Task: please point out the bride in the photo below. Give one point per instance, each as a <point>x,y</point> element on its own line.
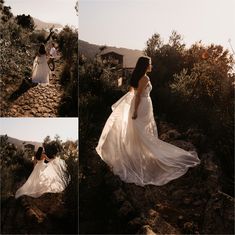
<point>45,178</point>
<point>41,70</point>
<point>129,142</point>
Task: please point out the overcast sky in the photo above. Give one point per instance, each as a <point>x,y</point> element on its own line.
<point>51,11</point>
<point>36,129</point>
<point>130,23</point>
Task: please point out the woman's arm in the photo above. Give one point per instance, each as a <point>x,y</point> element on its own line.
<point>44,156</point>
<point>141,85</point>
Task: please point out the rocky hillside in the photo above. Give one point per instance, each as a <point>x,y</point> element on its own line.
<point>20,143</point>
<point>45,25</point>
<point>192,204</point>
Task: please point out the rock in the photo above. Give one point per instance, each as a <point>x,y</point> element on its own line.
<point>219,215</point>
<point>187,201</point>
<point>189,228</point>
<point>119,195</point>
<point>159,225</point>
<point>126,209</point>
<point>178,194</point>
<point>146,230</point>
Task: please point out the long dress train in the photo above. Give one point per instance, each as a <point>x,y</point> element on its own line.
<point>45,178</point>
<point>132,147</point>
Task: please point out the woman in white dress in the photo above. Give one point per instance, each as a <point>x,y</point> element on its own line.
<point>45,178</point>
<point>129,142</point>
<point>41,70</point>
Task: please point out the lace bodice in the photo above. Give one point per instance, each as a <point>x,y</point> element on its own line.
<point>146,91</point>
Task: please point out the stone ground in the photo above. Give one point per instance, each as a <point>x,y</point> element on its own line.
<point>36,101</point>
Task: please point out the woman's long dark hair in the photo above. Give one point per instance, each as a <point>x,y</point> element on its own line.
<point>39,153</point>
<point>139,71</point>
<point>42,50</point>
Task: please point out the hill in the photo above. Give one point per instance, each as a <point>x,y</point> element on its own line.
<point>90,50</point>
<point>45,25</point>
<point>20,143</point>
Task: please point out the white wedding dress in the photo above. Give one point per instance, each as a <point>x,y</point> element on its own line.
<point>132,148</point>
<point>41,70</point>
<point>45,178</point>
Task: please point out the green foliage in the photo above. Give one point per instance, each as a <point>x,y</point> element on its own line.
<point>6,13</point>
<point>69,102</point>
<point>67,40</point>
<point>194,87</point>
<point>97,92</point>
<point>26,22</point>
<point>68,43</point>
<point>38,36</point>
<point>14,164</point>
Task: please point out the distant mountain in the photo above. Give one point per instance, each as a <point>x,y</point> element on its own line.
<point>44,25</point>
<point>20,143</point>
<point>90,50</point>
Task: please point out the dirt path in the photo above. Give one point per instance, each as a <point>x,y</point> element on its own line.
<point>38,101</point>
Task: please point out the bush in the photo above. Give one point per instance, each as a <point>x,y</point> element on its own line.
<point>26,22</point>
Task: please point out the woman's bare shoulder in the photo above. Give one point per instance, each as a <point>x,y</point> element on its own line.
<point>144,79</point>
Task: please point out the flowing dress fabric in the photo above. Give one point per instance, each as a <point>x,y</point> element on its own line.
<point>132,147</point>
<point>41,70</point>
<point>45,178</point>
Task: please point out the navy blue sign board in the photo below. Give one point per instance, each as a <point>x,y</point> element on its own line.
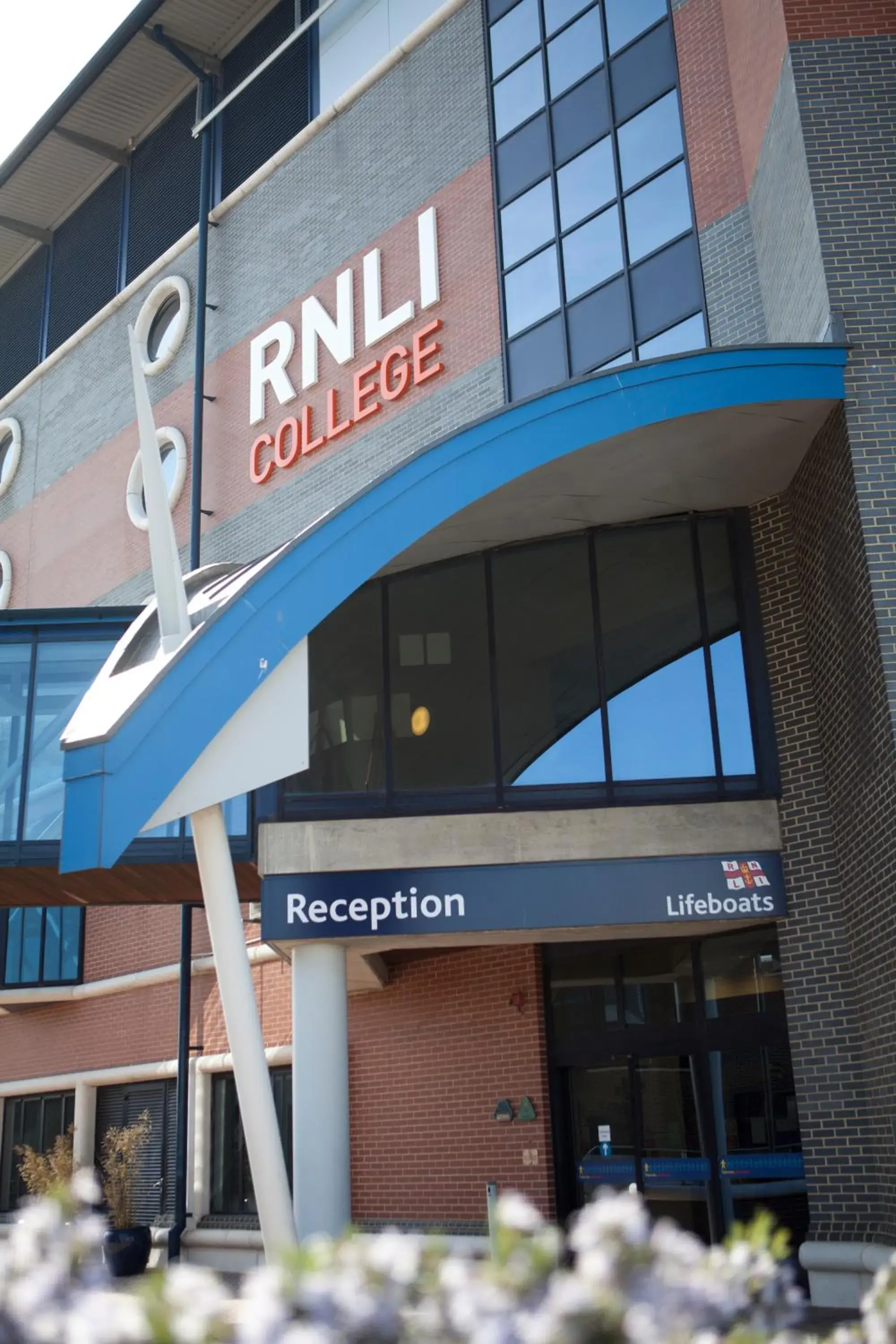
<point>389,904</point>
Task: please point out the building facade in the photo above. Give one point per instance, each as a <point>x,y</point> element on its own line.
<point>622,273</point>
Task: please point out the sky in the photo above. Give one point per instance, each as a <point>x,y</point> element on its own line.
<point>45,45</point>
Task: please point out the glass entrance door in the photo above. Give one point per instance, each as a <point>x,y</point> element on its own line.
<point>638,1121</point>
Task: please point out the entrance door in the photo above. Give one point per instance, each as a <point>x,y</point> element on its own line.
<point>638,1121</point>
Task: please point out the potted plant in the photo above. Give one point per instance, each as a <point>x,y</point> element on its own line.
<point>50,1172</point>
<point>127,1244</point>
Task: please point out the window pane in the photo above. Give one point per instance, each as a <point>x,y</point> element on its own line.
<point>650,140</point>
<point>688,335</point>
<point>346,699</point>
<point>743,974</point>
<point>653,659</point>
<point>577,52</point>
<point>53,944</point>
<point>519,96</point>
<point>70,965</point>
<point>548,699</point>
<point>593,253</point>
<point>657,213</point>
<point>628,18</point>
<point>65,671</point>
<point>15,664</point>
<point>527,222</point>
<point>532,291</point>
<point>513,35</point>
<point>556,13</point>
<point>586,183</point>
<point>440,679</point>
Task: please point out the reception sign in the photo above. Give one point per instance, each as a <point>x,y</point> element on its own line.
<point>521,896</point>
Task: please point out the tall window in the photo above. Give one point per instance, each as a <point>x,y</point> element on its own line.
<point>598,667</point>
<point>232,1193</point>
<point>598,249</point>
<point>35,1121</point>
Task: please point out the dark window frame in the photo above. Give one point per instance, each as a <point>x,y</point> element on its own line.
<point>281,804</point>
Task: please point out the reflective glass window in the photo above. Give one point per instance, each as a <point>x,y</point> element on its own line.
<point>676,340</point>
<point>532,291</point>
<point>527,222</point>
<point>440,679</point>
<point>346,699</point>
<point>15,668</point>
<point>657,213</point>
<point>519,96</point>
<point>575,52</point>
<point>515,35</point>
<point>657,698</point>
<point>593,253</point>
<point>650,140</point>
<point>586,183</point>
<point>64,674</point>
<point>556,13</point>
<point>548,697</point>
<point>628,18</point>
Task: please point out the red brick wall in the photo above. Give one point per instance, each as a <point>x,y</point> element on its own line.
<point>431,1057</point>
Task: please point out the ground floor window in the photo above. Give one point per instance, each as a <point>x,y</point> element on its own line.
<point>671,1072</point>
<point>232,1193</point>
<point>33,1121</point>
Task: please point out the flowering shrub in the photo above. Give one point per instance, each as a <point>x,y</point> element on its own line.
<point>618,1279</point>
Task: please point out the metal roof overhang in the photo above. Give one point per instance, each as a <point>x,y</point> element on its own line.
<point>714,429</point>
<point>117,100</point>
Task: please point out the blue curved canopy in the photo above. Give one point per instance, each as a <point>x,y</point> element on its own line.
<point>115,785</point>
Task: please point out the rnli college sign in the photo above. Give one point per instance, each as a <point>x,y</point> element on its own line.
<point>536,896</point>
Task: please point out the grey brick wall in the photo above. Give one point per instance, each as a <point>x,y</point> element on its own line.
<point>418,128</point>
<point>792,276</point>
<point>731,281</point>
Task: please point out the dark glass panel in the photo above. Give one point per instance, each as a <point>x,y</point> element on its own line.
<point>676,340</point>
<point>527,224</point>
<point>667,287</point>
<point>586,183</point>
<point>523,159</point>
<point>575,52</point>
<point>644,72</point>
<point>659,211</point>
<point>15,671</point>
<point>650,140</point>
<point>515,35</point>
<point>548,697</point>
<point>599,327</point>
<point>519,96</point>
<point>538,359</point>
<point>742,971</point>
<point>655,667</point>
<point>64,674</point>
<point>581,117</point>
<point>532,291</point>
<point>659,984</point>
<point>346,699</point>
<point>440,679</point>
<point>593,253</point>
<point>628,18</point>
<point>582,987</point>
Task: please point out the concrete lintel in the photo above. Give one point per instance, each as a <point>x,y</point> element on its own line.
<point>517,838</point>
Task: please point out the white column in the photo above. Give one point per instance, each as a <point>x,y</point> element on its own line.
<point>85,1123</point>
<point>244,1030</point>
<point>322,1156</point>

=-=-=

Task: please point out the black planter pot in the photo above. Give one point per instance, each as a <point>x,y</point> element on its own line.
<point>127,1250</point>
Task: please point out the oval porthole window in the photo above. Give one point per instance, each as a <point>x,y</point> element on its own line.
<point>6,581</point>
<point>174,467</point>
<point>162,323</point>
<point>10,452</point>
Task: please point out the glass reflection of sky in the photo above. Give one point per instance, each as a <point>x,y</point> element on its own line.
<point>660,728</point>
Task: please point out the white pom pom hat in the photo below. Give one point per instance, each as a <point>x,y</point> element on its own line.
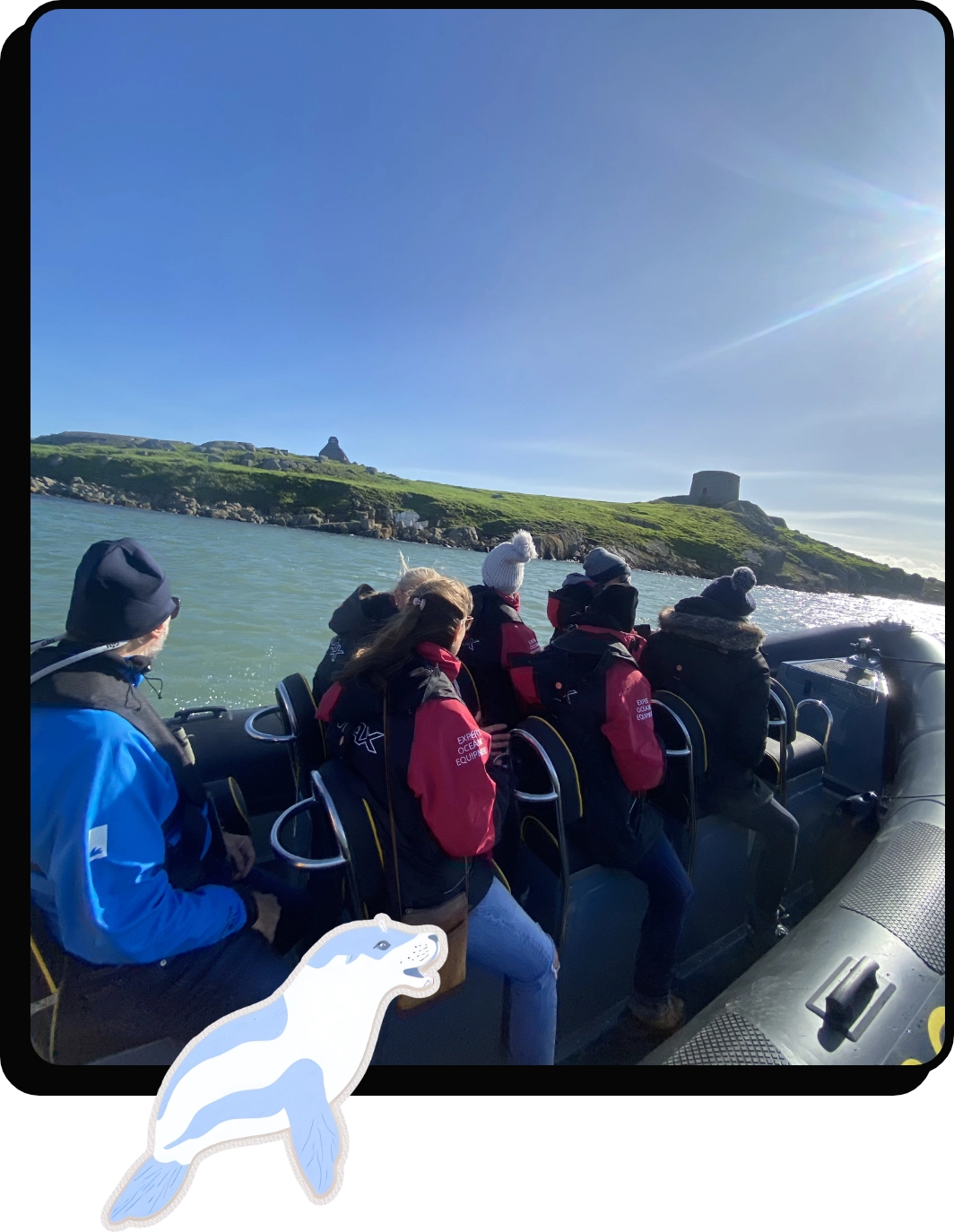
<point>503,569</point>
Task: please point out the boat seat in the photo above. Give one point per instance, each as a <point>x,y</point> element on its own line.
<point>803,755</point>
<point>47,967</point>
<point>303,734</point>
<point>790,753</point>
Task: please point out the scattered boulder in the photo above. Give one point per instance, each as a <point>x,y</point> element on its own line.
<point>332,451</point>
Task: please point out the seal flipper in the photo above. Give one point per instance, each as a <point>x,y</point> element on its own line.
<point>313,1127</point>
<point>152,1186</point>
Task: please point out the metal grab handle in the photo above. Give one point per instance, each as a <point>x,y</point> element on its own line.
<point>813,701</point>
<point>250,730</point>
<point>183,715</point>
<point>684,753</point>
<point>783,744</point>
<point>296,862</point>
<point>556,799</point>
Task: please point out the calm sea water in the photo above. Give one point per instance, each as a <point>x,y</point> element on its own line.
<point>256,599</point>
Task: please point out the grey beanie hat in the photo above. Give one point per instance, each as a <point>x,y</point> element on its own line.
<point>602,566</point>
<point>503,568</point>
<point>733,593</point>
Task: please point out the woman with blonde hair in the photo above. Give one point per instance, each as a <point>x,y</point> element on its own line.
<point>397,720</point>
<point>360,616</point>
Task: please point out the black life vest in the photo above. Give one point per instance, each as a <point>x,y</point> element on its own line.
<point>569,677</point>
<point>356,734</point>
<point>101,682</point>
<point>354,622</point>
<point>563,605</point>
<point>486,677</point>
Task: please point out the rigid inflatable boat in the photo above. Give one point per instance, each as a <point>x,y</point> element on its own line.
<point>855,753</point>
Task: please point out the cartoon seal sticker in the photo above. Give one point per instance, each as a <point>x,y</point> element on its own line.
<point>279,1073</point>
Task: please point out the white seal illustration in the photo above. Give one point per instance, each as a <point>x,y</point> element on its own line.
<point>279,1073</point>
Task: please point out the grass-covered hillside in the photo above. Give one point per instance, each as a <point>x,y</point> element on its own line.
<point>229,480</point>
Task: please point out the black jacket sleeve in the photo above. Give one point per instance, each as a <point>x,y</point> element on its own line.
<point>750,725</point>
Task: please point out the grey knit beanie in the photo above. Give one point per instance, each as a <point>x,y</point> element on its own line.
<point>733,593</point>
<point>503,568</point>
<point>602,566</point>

=-=-=

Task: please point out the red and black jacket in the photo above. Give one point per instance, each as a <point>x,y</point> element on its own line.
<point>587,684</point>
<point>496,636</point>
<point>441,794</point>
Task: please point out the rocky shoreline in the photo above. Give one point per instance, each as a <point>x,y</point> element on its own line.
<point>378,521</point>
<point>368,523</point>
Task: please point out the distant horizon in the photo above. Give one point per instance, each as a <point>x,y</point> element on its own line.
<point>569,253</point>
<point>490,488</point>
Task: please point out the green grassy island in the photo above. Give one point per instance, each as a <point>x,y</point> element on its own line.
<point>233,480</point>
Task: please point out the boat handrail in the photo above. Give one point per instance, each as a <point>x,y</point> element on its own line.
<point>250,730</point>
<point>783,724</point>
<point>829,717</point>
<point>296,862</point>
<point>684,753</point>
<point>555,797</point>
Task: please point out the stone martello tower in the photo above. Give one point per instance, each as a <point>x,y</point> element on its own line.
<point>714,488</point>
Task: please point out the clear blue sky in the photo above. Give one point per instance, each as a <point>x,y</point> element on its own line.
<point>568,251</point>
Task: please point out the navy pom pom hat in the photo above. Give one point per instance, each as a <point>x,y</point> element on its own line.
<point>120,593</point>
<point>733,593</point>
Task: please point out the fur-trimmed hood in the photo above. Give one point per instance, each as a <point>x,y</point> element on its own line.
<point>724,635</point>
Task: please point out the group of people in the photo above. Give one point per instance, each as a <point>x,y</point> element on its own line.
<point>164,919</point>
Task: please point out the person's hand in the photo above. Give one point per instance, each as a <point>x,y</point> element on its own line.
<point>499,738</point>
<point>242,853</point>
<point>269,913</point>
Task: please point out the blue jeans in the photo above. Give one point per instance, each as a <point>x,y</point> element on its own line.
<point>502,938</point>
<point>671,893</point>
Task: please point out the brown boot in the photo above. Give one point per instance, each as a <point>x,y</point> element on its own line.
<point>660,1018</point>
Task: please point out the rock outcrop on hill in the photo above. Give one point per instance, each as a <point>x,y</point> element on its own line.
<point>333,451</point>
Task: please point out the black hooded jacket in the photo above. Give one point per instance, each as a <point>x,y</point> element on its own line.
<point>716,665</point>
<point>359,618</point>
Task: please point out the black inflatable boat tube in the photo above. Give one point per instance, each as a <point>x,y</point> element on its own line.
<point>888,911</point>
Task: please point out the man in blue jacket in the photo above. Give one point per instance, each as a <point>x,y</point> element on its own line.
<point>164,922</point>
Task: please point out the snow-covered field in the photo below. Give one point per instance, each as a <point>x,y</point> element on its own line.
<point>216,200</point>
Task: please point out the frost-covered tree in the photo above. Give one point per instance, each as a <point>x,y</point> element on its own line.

=-=-=

(Problem to solve):
Could you rewrite the data from the line with "Task: please point out the scattered" through the line with "<point>256,599</point>", replacing "point out" with "locate" and changing nothing else?

(The completed task):
Task: please locate the scattered boulder in the photo above. Give one point per instance, each as a <point>x,y</point> element on its own line.
<point>332,451</point>
Task: please locate the seal flipper in the photo above. Give one point per instance, each as a <point>x,y</point> element on its own line.
<point>313,1127</point>
<point>152,1186</point>
Task: please locate the metal grab handle in the photo above. Give one point per instance, each as a <point>x,y</point> element on its own line.
<point>813,701</point>
<point>250,730</point>
<point>183,715</point>
<point>684,753</point>
<point>783,744</point>
<point>296,862</point>
<point>556,799</point>
Task: please locate the calm sea water in the photo above. Give one point per instance, each as a <point>x,y</point> element on its own line.
<point>256,599</point>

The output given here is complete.